> Brief:
Turn every line of the data below into a numbered list, skipping any blank lines.
++++ Source records ++++
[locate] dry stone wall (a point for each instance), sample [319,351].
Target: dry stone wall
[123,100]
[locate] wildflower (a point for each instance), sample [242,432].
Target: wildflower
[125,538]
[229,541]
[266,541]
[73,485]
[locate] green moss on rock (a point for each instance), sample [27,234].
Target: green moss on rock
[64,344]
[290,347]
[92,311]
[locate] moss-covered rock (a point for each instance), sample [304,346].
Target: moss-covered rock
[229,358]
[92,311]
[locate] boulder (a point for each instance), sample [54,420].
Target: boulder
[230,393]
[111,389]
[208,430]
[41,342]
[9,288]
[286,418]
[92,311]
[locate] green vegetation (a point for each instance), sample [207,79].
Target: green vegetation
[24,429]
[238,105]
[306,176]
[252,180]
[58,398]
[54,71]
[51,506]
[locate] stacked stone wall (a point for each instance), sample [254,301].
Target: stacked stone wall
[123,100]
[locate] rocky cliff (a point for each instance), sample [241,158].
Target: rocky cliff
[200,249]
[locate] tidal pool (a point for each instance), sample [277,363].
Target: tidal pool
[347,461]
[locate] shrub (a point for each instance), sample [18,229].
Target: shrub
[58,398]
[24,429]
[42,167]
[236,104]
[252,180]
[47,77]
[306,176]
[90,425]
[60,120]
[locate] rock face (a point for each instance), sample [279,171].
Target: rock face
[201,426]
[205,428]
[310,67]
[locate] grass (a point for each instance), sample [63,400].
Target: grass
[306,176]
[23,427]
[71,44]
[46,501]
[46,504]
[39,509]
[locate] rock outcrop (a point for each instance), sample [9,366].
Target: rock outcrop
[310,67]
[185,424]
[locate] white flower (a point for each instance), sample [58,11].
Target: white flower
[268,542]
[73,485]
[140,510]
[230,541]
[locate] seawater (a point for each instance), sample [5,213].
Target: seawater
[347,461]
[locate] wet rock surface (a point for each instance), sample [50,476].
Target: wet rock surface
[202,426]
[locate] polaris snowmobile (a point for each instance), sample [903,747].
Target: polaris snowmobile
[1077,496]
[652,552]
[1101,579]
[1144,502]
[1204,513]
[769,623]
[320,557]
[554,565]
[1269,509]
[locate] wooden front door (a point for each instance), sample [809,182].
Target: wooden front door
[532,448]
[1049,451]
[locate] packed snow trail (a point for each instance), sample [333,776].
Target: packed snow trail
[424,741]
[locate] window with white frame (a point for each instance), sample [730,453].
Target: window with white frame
++++
> Exercise output:
1. [locate] dry stone wall (a point for each instance), sample [319,351].
2. Target: dry stone wall
3. [123,100]
4. [locate] wildflower (a point for each instance), sample [242,432].
5. Target: wildflower
6. [125,538]
7. [229,541]
8. [266,541]
9. [73,485]
10. [locate] green moss on rock (a point for each instance), sample [27,234].
11. Target: green moss on rock
12. [64,344]
13. [290,347]
14. [92,311]
15. [locate] moss-covered rock (a point for each instance), sample [304,346].
16. Target: moss-covered rock
17. [229,358]
18. [92,311]
19. [locate] boulder (a point for each instance), sample [54,420].
20. Target: boulder
21. [230,393]
22. [111,389]
23. [208,430]
24. [41,342]
25. [9,288]
26. [286,418]
27. [92,311]
28. [locate] green vegetation (a point for each instance), sample [207,79].
29. Target: green vegetation
30. [24,429]
31. [238,105]
32. [306,176]
33. [252,180]
34. [58,398]
35. [54,71]
36. [51,506]
37. [locate] stacked stone wall (a point for each instance), sample [254,301].
38. Target: stacked stone wall
39. [123,100]
40. [locate] rocky cliff (a point for each instance), sample [241,158].
41. Target: rocky cliff
42. [200,249]
43. [locate] tidal pool (a point for each instance), sample [277,363].
44. Target: tidal pool
45. [347,461]
46. [locate] shrub (a point for each instance), sample [18,229].
47. Target: shrub
48. [58,398]
49. [24,429]
50. [42,167]
51. [236,104]
52. [252,180]
53. [47,77]
54. [306,176]
55. [90,425]
56. [60,120]
57. [locate] rock face (a point for each instance), sample [279,171].
58. Target: rock face
59. [201,426]
60. [205,428]
61. [310,67]
62. [locate] grass (a point for each instance), sample [63,400].
63. Target: grass
64. [306,176]
65. [23,427]
66. [71,44]
67. [46,501]
68. [46,504]
69. [39,509]
70. [locate] rock outcrop (a point for each instance), sample [9,366].
71. Target: rock outcrop
72. [310,67]
73. [185,424]
74. [locate] white flower (a point for each instance), sample [58,11].
75. Target: white flower
76. [268,542]
77. [73,485]
78. [140,510]
79. [230,541]
80. [locate] seawater (a point for each instance), sample [5,213].
81. Target: seawater
82. [347,461]
83. [locate] wet rock surface (a point for each instance), sample [50,476].
84. Target: wet rock surface
85. [202,426]
86. [locate] polaris snowmobile (a point for each instance), sample [903,747].
87. Target: polaris snowmobile
88. [1077,496]
89. [652,552]
90. [1101,579]
91. [1144,502]
92. [1204,513]
93. [769,623]
94. [320,557]
95. [554,565]
96. [1269,509]
97. [locate] wooden front door (a point for each instance), sample [809,182].
98. Target: wooden front door
99. [532,448]
100. [1049,451]
101. [locate] packed snow trail (a point for each instance), sample [333,776].
102. Target: packed snow trail
103. [424,741]
104. [locate] window with white frame (a point for each instance), sample [730,453].
105. Target: window with white frame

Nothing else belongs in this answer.